Problem statement – Give back, character for character, the line that includes "Query: baseball player" and all lines beneath it in the data.

Data extracts –
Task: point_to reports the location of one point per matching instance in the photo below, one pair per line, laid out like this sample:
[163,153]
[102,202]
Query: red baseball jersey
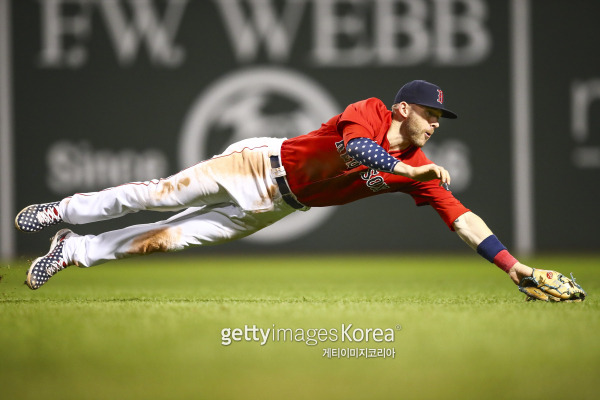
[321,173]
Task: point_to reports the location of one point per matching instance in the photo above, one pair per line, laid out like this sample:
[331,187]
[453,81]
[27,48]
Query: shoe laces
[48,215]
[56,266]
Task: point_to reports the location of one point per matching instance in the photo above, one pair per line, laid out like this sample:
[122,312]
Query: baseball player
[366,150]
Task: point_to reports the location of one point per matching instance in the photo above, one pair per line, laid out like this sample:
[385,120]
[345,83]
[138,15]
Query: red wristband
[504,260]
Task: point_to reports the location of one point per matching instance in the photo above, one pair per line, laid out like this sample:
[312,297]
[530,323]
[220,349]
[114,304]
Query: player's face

Solution for this problem –
Query: baseball player
[366,150]
Task: point_to reports the location of one point per matching instance in the photo above, one pair per line, laid out like this sample:
[385,120]
[345,83]
[138,15]
Query: red wristband
[504,260]
Task: point_to reports the location of one point per matching instance in the photo above, one pair per line, laid out like this sample:
[312,297]
[530,323]
[220,349]
[114,304]
Query: player's face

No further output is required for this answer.